What you need to do: Give as a JSON list of strings, one per line and with blank lines omitted, the lines of the records starting with the line containing "Please segment every instance of the <item>white" and going on through the end of the records.

>> Start

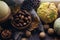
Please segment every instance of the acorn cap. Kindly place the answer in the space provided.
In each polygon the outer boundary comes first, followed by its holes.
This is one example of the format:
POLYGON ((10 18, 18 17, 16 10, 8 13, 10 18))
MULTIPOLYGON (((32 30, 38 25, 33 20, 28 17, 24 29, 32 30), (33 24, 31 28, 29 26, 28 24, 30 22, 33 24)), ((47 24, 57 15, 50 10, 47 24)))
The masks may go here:
POLYGON ((0 1, 0 22, 6 20, 10 13, 8 5, 4 1, 0 1))

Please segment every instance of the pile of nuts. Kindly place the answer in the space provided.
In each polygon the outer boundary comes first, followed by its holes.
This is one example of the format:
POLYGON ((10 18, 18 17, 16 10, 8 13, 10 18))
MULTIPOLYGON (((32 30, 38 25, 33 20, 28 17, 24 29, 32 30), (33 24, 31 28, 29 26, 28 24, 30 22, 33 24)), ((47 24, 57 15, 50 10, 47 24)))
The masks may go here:
POLYGON ((12 25, 18 29, 24 29, 31 24, 32 18, 26 10, 18 11, 12 16, 12 25))

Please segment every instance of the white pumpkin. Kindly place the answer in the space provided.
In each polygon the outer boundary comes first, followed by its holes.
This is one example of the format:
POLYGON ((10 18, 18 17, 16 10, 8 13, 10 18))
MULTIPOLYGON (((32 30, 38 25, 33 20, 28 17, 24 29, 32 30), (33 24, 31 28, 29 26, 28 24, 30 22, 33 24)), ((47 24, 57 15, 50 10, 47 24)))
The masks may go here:
POLYGON ((56 19, 54 23, 54 30, 57 34, 60 35, 60 18, 56 19))

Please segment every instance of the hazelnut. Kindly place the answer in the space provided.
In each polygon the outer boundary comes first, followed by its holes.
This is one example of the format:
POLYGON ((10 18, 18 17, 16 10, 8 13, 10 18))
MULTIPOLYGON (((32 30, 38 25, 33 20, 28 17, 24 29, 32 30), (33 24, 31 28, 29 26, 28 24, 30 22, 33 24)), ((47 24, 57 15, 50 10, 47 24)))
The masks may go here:
POLYGON ((39 36, 40 36, 40 38, 45 38, 46 34, 45 34, 44 32, 41 32, 41 33, 39 34, 39 36))
POLYGON ((4 31, 2 31, 1 36, 2 36, 3 38, 10 38, 10 37, 11 37, 11 31, 9 31, 9 30, 4 30, 4 31))
POLYGON ((26 36, 30 37, 31 36, 31 32, 30 31, 26 31, 26 36))
POLYGON ((12 15, 12 25, 13 27, 24 29, 31 24, 31 14, 26 10, 19 10, 16 14, 12 15), (13 23, 14 22, 14 23, 13 23))
POLYGON ((49 34, 53 34, 53 33, 54 33, 54 29, 53 29, 53 28, 49 28, 49 29, 48 29, 48 33, 49 33, 49 34))

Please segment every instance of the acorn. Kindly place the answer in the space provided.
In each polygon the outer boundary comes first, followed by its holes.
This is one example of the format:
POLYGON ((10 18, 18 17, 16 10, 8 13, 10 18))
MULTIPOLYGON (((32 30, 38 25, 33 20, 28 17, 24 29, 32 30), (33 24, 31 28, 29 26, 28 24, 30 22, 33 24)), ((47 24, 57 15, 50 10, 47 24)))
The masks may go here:
POLYGON ((28 40, 27 38, 21 38, 21 40, 28 40))
POLYGON ((40 37, 40 38, 45 38, 45 37, 46 37, 46 34, 45 34, 44 32, 41 32, 41 33, 39 34, 39 37, 40 37))
POLYGON ((11 13, 7 3, 0 1, 0 22, 6 21, 11 13))
POLYGON ((54 29, 53 28, 49 28, 48 29, 48 34, 53 34, 54 33, 54 29))
POLYGON ((44 29, 45 30, 49 29, 49 25, 44 25, 44 29))
POLYGON ((31 32, 30 31, 26 31, 26 36, 30 37, 31 36, 31 32))
POLYGON ((4 31, 2 31, 1 36, 2 36, 2 38, 6 39, 6 38, 10 38, 11 34, 12 33, 10 30, 4 30, 4 31))

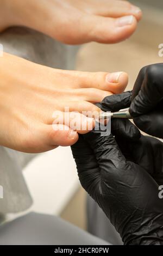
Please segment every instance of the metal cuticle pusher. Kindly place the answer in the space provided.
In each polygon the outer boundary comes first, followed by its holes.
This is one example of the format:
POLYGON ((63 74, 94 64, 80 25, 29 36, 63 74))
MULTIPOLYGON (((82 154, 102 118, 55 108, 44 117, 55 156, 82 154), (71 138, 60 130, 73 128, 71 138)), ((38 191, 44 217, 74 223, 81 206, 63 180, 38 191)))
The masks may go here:
POLYGON ((100 114, 99 117, 99 120, 107 119, 109 118, 127 118, 132 119, 133 117, 129 112, 129 109, 114 113, 109 112, 103 112, 100 114))

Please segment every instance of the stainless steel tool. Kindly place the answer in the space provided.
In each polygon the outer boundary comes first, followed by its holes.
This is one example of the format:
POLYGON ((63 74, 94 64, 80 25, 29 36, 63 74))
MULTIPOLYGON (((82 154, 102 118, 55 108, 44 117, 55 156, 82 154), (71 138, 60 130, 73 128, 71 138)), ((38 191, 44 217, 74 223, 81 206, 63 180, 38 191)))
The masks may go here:
POLYGON ((132 119, 133 117, 129 112, 129 109, 114 113, 109 112, 103 112, 100 114, 99 117, 99 120, 107 119, 109 118, 127 118, 128 119, 132 119))

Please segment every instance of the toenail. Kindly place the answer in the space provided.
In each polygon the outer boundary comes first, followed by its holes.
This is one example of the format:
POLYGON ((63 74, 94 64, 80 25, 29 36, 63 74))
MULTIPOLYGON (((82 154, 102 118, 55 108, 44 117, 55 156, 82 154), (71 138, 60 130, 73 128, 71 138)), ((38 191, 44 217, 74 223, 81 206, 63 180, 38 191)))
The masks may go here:
POLYGON ((107 75, 106 81, 108 83, 117 83, 119 81, 120 77, 123 72, 116 72, 107 75))
POLYGON ((77 132, 74 131, 73 130, 70 130, 68 133, 68 137, 70 139, 74 139, 77 132))
POLYGON ((131 11, 135 14, 139 14, 139 13, 141 13, 141 10, 139 7, 135 7, 134 5, 132 5, 131 11))
POLYGON ((124 16, 121 18, 119 18, 116 21, 116 25, 118 27, 123 27, 124 26, 131 25, 134 20, 133 16, 124 16))

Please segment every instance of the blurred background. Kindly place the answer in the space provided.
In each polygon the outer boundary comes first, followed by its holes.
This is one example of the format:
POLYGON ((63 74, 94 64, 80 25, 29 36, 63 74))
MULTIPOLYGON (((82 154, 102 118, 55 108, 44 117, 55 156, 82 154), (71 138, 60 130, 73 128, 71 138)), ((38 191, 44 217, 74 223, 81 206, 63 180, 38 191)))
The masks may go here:
MULTIPOLYGON (((127 72, 127 90, 132 89, 142 67, 163 62, 158 55, 159 45, 163 43, 163 1, 130 2, 143 12, 135 34, 116 45, 84 45, 76 63, 78 70, 127 72)), ((60 216, 86 229, 86 193, 79 185, 70 148, 59 148, 39 155, 27 166, 24 175, 34 200, 33 210, 60 216)))

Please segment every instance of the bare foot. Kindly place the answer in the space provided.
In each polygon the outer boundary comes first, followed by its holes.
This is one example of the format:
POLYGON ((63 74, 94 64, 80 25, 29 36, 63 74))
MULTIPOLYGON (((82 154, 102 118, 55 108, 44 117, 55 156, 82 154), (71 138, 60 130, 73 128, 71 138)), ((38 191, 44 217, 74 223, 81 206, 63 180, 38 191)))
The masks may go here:
POLYGON ((93 103, 123 92, 128 83, 124 72, 60 70, 6 53, 0 67, 0 145, 28 153, 74 144, 78 133, 93 127, 94 120, 82 111, 99 113, 93 103), (77 129, 67 123, 65 107, 70 120, 71 114, 78 112, 77 129), (54 112, 62 118, 59 122, 54 112))
POLYGON ((2 0, 0 31, 25 26, 70 44, 114 43, 129 37, 142 16, 118 0, 2 0))

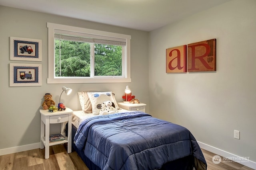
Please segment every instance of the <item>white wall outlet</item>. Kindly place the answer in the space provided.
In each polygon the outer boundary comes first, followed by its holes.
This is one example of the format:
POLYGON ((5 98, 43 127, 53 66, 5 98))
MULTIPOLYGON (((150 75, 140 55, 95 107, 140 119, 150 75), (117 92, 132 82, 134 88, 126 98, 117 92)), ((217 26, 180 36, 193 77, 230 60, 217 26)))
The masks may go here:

>> End

Task result:
[
  "Please segment every instance of the <item>white wall outlet</item>. Kindly place the answer in the space provided.",
  "In each polygon the outer boundary comes first, followed by its holes.",
  "This is one example of the format:",
  "POLYGON ((5 98, 43 127, 53 66, 5 98))",
  "MULTIPOLYGON (((150 75, 140 55, 95 107, 140 119, 150 75), (117 92, 132 82, 134 88, 126 98, 117 92)), ((217 26, 180 36, 193 77, 230 60, 217 26)))",
  "The masks may go here:"
]